Written request: State only the number of lines in the records below that contain the string "balcony", treating uppercase and lowercase letters as distinct.

Object position labeling records

********

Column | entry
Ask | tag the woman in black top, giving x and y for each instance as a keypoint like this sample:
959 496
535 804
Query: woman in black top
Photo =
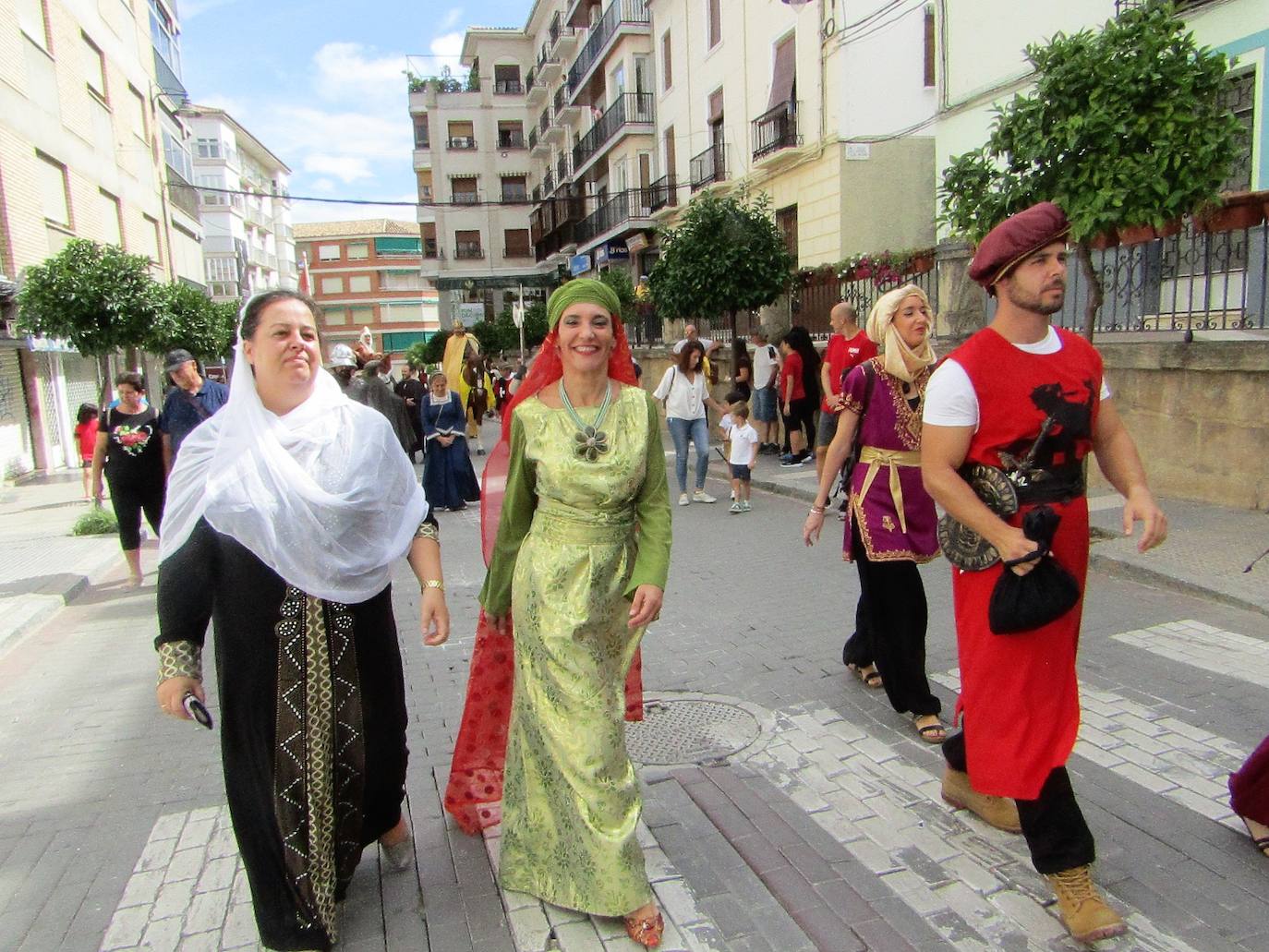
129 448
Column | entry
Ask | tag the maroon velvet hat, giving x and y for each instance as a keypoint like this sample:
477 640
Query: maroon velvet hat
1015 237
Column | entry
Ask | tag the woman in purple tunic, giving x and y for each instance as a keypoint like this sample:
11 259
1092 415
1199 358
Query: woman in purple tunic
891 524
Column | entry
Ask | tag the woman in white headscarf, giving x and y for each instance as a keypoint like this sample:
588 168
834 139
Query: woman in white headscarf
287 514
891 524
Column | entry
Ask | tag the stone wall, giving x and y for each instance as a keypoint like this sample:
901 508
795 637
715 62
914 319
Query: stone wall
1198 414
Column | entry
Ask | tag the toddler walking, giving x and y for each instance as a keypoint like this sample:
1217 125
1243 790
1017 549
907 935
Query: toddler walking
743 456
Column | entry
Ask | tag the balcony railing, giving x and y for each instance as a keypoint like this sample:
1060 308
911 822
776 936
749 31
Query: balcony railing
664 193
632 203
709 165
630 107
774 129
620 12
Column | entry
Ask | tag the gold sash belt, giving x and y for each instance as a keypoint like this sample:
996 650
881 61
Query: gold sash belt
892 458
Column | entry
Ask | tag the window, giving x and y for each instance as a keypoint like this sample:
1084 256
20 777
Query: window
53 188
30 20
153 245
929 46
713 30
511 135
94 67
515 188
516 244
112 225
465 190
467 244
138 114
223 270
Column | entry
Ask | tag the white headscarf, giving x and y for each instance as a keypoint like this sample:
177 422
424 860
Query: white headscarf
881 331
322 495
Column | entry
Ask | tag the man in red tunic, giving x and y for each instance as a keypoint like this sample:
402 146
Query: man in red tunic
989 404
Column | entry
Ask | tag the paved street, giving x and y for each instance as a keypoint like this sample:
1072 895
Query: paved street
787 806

********

Task result: 2